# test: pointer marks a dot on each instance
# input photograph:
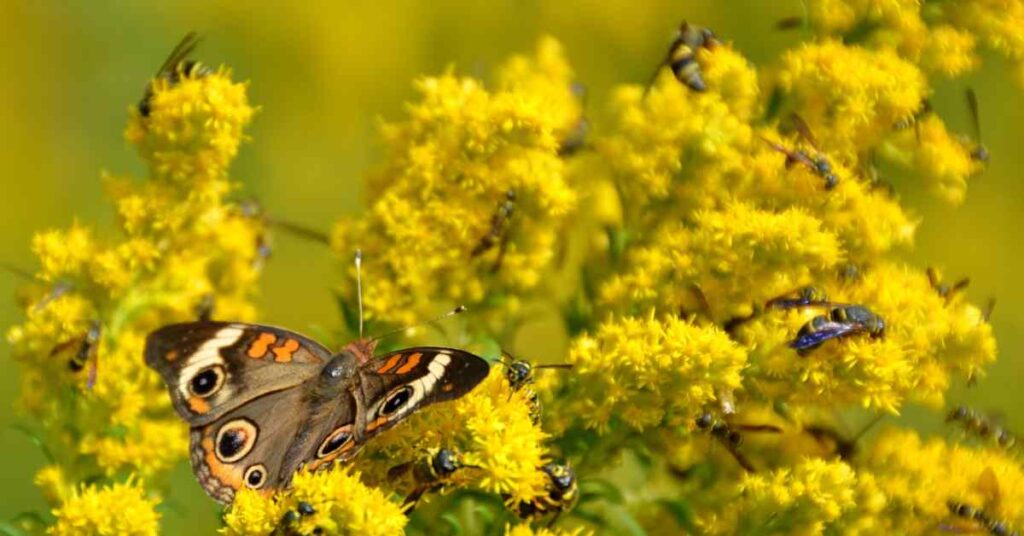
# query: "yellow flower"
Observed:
(116, 509)
(482, 148)
(640, 371)
(195, 126)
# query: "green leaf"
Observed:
(36, 440)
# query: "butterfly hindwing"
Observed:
(396, 384)
(247, 447)
(213, 367)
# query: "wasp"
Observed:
(498, 234)
(728, 436)
(175, 69)
(431, 472)
(978, 517)
(978, 151)
(842, 321)
(681, 56)
(977, 423)
(562, 493)
(84, 356)
(519, 374)
(815, 162)
(805, 296)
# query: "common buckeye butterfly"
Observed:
(264, 402)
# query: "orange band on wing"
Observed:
(410, 364)
(283, 354)
(391, 363)
(262, 343)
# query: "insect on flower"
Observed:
(975, 518)
(562, 494)
(431, 472)
(519, 374)
(498, 234)
(727, 435)
(681, 56)
(86, 346)
(175, 69)
(981, 425)
(842, 321)
(817, 163)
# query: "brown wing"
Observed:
(247, 446)
(396, 384)
(213, 367)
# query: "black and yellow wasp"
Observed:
(431, 472)
(519, 374)
(561, 494)
(175, 69)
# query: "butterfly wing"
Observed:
(211, 368)
(397, 384)
(248, 446)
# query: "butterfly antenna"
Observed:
(456, 311)
(358, 285)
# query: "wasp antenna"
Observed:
(358, 285)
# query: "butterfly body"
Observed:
(263, 402)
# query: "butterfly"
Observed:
(264, 402)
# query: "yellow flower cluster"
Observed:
(920, 478)
(941, 38)
(119, 508)
(101, 411)
(342, 504)
(649, 372)
(473, 197)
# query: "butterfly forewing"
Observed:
(407, 380)
(213, 367)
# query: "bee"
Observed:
(175, 69)
(431, 472)
(681, 56)
(285, 526)
(576, 138)
(519, 374)
(981, 425)
(562, 493)
(841, 321)
(978, 151)
(84, 356)
(805, 296)
(816, 162)
(943, 289)
(498, 234)
(726, 434)
(978, 517)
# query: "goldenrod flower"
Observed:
(116, 509)
(463, 141)
(342, 503)
(640, 371)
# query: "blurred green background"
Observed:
(325, 73)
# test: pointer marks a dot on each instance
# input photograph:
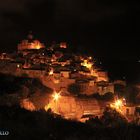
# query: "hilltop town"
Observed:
(73, 78)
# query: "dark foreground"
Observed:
(41, 125)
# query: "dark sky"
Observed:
(108, 29)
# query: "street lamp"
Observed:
(56, 96)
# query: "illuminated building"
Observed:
(30, 44)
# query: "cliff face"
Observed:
(74, 108)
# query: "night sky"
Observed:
(109, 29)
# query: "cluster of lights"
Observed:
(56, 96)
(118, 104)
(87, 64)
(51, 72)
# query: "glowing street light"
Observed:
(118, 104)
(56, 96)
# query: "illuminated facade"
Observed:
(30, 44)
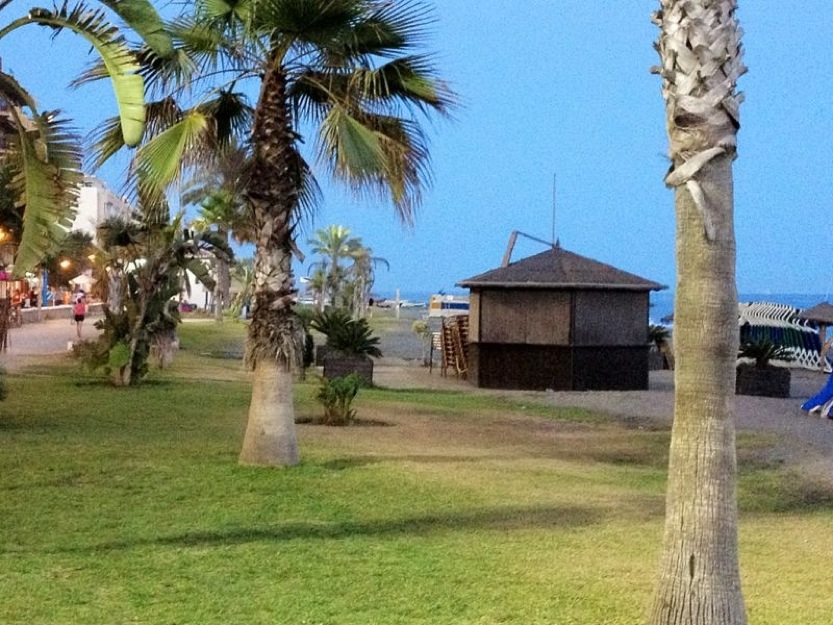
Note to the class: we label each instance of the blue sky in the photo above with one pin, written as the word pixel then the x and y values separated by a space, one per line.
pixel 563 89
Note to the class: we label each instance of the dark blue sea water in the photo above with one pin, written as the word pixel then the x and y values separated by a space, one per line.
pixel 662 302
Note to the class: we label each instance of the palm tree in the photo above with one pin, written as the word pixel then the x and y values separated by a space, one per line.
pixel 219 191
pixel 700 53
pixel 334 244
pixel 352 68
pixel 363 275
pixel 148 260
pixel 43 152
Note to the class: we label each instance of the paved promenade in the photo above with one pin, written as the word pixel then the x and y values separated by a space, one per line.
pixel 45 337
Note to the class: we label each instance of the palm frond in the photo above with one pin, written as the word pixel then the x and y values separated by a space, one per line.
pixel 142 17
pixel 160 161
pixel 46 184
pixel 231 114
pixel 104 141
pixel 120 63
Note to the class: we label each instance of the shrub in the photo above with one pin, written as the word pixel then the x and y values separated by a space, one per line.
pixel 4 391
pixel 337 396
pixel 351 337
pixel 658 335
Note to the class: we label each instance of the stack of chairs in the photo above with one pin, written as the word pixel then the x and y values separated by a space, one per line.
pixel 454 340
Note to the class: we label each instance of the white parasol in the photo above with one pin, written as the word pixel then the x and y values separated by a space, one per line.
pixel 83 280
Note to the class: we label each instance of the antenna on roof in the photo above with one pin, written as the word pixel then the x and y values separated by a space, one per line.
pixel 554 181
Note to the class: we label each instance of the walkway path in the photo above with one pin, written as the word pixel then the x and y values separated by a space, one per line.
pixel 45 337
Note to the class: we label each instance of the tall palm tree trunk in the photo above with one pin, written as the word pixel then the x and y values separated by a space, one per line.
pixel 699 577
pixel 222 286
pixel 270 438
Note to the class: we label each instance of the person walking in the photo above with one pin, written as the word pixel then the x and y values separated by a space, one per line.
pixel 79 311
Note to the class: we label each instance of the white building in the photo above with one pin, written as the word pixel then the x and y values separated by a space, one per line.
pixel 96 202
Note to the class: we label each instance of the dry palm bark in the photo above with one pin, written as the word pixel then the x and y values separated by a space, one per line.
pixel 699 578
pixel 270 437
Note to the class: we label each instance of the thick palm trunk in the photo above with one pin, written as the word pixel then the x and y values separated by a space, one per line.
pixel 699 578
pixel 223 284
pixel 270 438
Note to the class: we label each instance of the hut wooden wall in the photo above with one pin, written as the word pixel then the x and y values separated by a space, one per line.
pixel 611 318
pixel 560 368
pixel 560 340
pixel 525 317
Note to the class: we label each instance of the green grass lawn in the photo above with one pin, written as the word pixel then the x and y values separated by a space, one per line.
pixel 128 506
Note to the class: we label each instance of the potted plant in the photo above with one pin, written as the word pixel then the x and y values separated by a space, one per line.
pixel 350 345
pixel 761 378
pixel 326 322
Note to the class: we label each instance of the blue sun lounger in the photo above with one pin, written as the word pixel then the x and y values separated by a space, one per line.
pixel 821 402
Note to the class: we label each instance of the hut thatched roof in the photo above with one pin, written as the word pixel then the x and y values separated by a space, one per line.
pixel 557 268
pixel 820 313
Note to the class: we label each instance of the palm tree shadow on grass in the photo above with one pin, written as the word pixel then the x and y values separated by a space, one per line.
pixel 495 519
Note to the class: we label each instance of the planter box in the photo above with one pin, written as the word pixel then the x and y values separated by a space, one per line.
pixel 766 382
pixel 337 365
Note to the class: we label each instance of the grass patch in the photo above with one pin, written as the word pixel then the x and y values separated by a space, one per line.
pixel 127 505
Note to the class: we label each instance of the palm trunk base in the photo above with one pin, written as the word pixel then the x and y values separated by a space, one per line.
pixel 270 438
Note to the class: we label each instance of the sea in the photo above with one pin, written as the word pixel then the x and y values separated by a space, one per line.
pixel 662 302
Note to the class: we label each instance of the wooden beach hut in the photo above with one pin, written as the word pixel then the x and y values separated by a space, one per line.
pixel 560 321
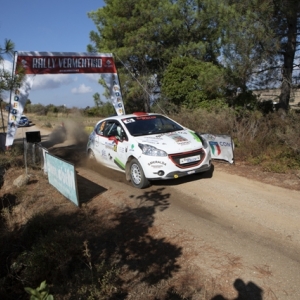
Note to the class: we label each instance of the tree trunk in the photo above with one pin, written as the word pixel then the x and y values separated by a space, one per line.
pixel 288 54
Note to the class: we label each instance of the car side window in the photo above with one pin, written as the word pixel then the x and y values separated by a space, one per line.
pixel 114 128
pixel 100 128
pixel 110 129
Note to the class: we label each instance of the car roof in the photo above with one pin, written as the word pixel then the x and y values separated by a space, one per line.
pixel 133 115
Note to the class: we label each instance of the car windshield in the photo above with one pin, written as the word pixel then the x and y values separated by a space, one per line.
pixel 153 124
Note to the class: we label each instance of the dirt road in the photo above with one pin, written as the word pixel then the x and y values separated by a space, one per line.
pixel 242 234
pixel 238 237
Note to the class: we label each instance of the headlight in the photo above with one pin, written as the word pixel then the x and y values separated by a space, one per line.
pixel 152 151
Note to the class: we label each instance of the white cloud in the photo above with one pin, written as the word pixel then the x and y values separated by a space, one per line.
pixel 6 65
pixel 82 89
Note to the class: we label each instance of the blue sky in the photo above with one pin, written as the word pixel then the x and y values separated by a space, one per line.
pixel 52 26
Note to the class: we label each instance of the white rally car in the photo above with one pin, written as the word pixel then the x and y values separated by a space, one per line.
pixel 147 146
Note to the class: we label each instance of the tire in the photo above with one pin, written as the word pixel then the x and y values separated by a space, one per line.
pixel 137 175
+ + + + +
Please return, unchanged and in order, the part of the material above that opens with the line containing "the white cloud" and closes with the final line of the material.

TASK RESULT:
Note to the class: we label each instance of the white cloud in the photo above with one pin, written as the word pixel then the x and y values separated by a space, one per line.
pixel 6 65
pixel 82 89
Note to the class: we label each instance of the blue sky in the photo above with one pin, written as the word pixel then the x and y values separated by a space, one per line.
pixel 52 26
Note to the class: we label each instance of the white rally car in the photo above with one pin, written as the word pixel then the x and y values separated by a space, one per line.
pixel 147 146
Note to the class: we label each instance of the tire in the photo above with one pin, written as the word pixel then the x and y values separated by a space, one per line.
pixel 137 175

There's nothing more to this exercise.